Work required | Write out every line of the records below as a JSON list of strings, one string per line, skipping blank lines. Omit the lines that mark each picture.

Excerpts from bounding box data

------------------------------------------------

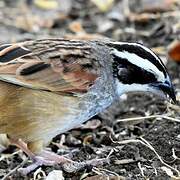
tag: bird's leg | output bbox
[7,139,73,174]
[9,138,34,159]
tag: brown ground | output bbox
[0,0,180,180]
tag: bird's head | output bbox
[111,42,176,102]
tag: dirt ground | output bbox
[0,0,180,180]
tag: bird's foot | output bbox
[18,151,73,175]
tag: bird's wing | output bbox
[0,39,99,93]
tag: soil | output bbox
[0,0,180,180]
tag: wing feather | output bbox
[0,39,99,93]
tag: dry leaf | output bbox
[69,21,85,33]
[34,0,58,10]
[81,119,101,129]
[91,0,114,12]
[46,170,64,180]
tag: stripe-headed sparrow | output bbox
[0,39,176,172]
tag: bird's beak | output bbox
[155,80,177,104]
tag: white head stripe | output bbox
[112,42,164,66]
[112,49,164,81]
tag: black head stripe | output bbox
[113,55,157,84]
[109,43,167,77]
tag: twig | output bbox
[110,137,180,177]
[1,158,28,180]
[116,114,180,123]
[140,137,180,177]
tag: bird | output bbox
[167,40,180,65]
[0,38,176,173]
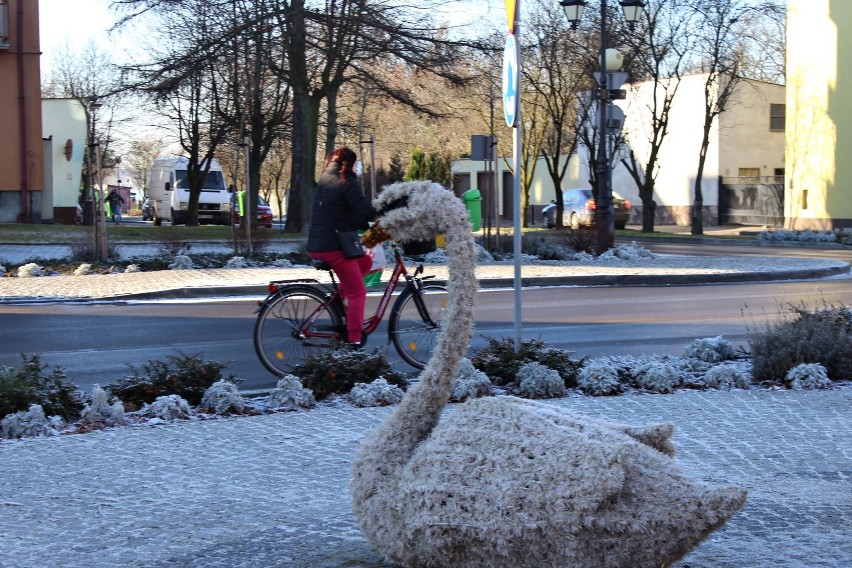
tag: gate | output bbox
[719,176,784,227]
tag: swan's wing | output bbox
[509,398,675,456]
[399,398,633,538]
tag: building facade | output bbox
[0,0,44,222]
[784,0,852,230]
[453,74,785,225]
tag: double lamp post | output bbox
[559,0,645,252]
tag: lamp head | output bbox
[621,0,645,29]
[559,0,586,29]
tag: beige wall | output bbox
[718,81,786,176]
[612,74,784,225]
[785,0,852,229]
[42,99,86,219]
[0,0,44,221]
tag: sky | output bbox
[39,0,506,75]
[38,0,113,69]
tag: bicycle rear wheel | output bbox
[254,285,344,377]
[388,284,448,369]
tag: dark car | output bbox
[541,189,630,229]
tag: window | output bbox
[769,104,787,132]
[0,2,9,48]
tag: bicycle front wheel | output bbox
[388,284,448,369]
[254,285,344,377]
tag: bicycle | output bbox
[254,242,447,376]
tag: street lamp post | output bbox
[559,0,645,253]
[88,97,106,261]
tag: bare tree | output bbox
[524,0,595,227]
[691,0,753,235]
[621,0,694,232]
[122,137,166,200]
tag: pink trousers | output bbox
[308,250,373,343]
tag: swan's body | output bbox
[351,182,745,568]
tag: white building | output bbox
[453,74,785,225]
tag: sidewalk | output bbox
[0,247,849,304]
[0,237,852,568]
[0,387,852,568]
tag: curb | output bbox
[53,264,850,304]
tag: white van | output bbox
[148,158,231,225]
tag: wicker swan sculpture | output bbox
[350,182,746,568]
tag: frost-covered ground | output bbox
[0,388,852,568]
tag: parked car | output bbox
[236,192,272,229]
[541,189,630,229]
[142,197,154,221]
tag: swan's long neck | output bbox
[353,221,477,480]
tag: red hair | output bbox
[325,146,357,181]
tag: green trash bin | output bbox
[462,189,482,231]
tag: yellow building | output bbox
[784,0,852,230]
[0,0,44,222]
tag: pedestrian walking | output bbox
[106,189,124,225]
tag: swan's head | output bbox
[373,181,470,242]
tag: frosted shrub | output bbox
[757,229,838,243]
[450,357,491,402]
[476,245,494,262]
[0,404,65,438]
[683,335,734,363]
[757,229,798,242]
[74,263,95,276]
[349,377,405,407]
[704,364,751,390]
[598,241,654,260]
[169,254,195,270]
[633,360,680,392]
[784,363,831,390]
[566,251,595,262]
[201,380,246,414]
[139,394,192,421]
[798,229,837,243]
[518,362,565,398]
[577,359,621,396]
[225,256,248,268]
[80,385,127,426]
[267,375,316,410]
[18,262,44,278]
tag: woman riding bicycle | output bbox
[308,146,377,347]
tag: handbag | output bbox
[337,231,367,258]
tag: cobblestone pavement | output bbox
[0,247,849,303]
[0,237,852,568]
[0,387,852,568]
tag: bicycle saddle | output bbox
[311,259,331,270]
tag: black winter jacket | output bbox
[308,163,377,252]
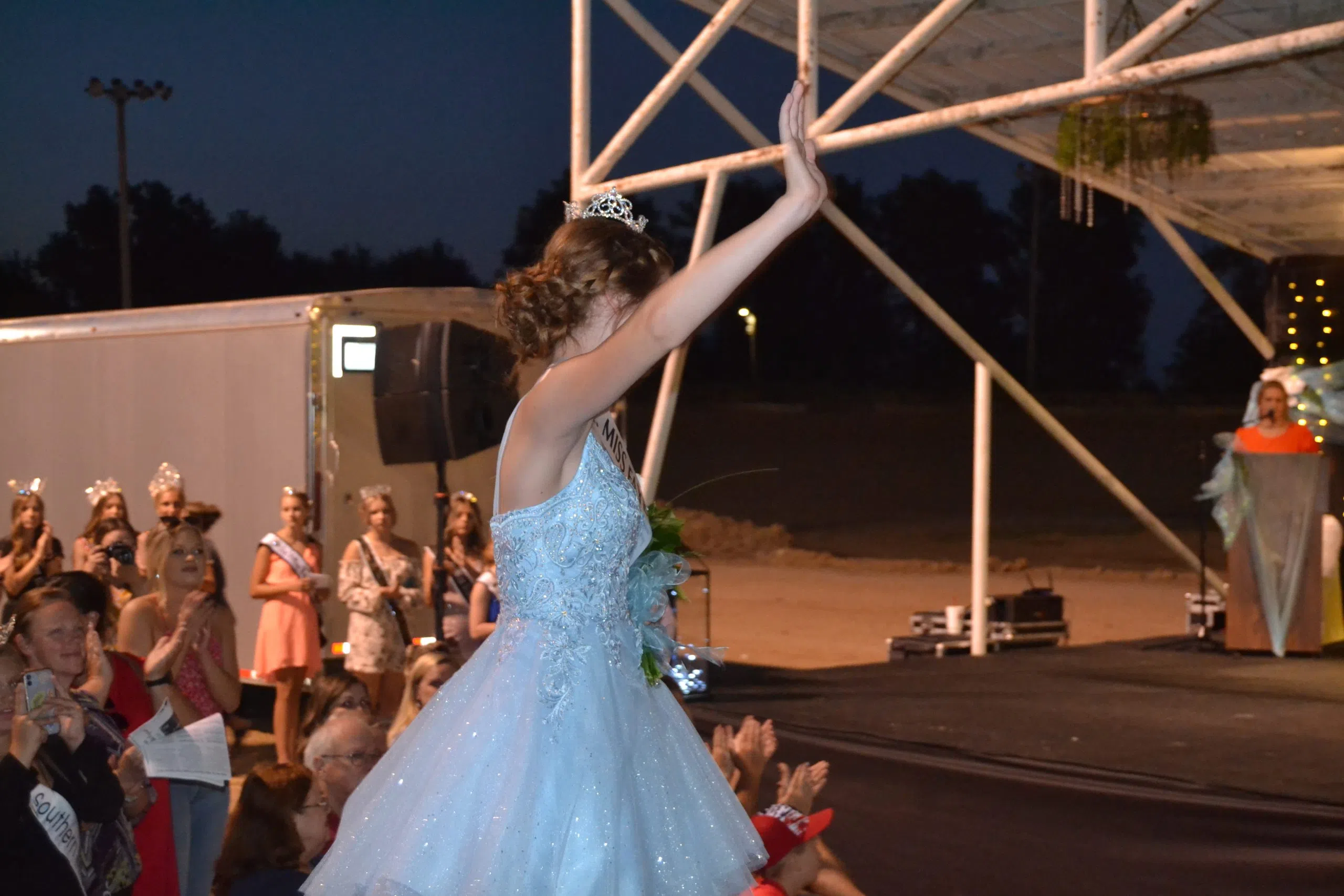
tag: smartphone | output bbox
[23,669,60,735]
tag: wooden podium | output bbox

------------------------------------------------

Answer in full |
[
  "tag: bird's leg | output bbox",
  "[7,139,73,174]",
  "[9,138,34,159]",
  "tag: brown ground | output bbox",
  "[0,0,180,180]",
  "tag: bird's head | output bbox",
  "[111,42,176,102]",
  "tag: dirt ground | output bbox",
  "[0,0,180,180]",
  "tag: bird's foot | output bbox",
  "[18,151,73,175]",
  "tag: bird's wing | output bbox",
  "[0,39,99,93]",
  "tag: soil | output bbox",
  "[0,0,180,180]",
  "tag: wing feather | output bbox",
  "[0,39,99,93]",
  "tag: dry leaf | output bbox",
  "[69,21,85,33]",
  "[34,0,58,10]",
  "[81,119,101,129]",
  "[91,0,114,12]",
  "[46,170,64,180]",
  "tag: stripe-headed sparrow | output bbox",
  "[0,39,176,172]",
  "tag: bird's beak | output bbox",
  "[155,80,177,104]",
  "tag: white head stripe | output bbox",
  "[112,42,164,66]",
  "[112,49,164,81]",
  "tag: black head stripe | output bbox",
  "[113,55,157,84]",
  "[109,43,167,77]",
  "tag: twig | output bbox",
  "[110,137,180,177]",
  "[1,158,28,180]",
  "[116,114,180,123]",
  "[140,137,180,177]",
  "tag: bird | output bbox",
  "[167,40,180,65]",
  "[0,38,176,173]",
  "tag: gate | output bbox",
  "[719,176,784,227]",
  "tag: swan's wing | output bbox",
  "[509,398,675,456]",
  "[399,398,633,538]",
  "tag: building facade | output bbox",
  "[0,0,44,222]",
  "[784,0,852,230]",
  "[453,74,785,225]",
  "tag: double lamp post | output bbox",
  "[559,0,645,252]",
  "tag: lamp head | output bbox",
  "[621,0,645,29]",
  "[559,0,586,29]",
  "tag: beige wall | output bbox",
  "[718,81,786,176]",
  "[612,74,784,225]",
  "[785,0,852,229]",
  "[42,99,86,219]",
  "[0,0,44,221]",
  "tag: sky | output bbox",
  "[39,0,506,75]",
  "[38,0,113,69]",
  "tag: bicycle rear wheel | output bbox",
  "[254,285,344,377]",
  "[388,284,448,369]",
  "tag: dark car | output bbox",
  "[541,189,630,229]",
  "tag: window | output bbox",
  "[769,104,787,132]",
  "[0,2,9,48]",
  "tag: bicycle front wheel | output bbox",
  "[388,284,448,369]",
  "[254,285,344,377]",
  "tag: bicycle | output bbox",
  "[254,242,447,376]",
  "tag: street lamp post | output bbox",
  "[559,0,645,253]",
  "[88,97,106,261]",
  "tag: bare tree | output bbox",
  "[524,0,595,227]",
  "[691,0,753,235]",
  "[621,0,694,232]",
  "[122,137,166,200]",
  "tag: pink trousers | output bbox",
  "[308,250,373,343]",
  "tag: swan's body | output bbox",
  "[351,182,745,568]",
  "tag: white building | output bbox",
  "[453,74,785,225]",
  "tag: sidewalk | output bbox",
  "[0,247,849,304]",
  "[0,237,852,568]",
  "[0,387,852,568]",
  "tag: curb | output bbox",
  "[53,264,850,304]",
  "tag: white van | output bbox",
  "[148,158,231,225]",
  "tag: wicker swan sculpture | output bbox",
  "[350,182,746,568]",
  "tag: frost-covered ground | output bbox",
  "[0,388,852,568]",
  "tag: parked car | output bbox",
  "[236,192,272,229]",
  "[541,189,630,229]",
  "[142,197,154,221]",
  "tag: swan's long neck | output bbox",
  "[353,221,477,480]",
  "tag: red hair | output bbox",
  "[325,146,357,181]",
  "tag: green trash bin | output bbox",
  "[462,189,482,231]",
  "tag: yellow building | output bbox",
  "[784,0,852,230]",
  "[0,0,44,222]",
  "tag: pedestrian walking | output bbox",
  "[106,189,124,225]",
  "tag: swan's head | output bbox",
  "[373,181,470,242]",
  "tag: frosted shrub | output bbox",
  "[757,229,838,243]",
  "[450,357,491,402]",
  "[476,245,494,262]",
  "[0,404,65,438]",
  "[683,335,734,363]",
  "[757,229,798,242]",
  "[74,263,95,276]",
  "[349,377,405,407]",
  "[704,364,751,390]",
  "[598,241,654,260]",
  "[169,254,195,270]",
  "[633,360,680,392]",
  "[784,363,831,390]",
  "[566,251,595,262]",
  "[201,380,246,414]",
  "[139,394,192,421]",
  "[798,229,837,243]",
  "[518,362,565,398]",
  "[577,359,621,396]",
  "[225,256,248,268]",
  "[80,385,127,426]",
  "[267,375,316,410]",
  "[18,262,44,278]",
  "tag: woman riding bicycle | output bbox",
  "[308,146,377,347]",
  "tag: handbag | output bbox",
  "[337,231,367,258]",
  "tag: cobblestone pavement | output bbox",
  "[0,247,849,303]",
  "[0,237,852,568]",
  "[0,387,852,568]",
  "tag: bicycle saddle | output bbox",
  "[311,259,331,270]",
  "tag: black winter jacket | output bbox",
  "[308,163,377,252]",
  "tag: smartphone | output bbox",
  "[23,669,60,735]",
  "tag: wooden podium | output bbox"
]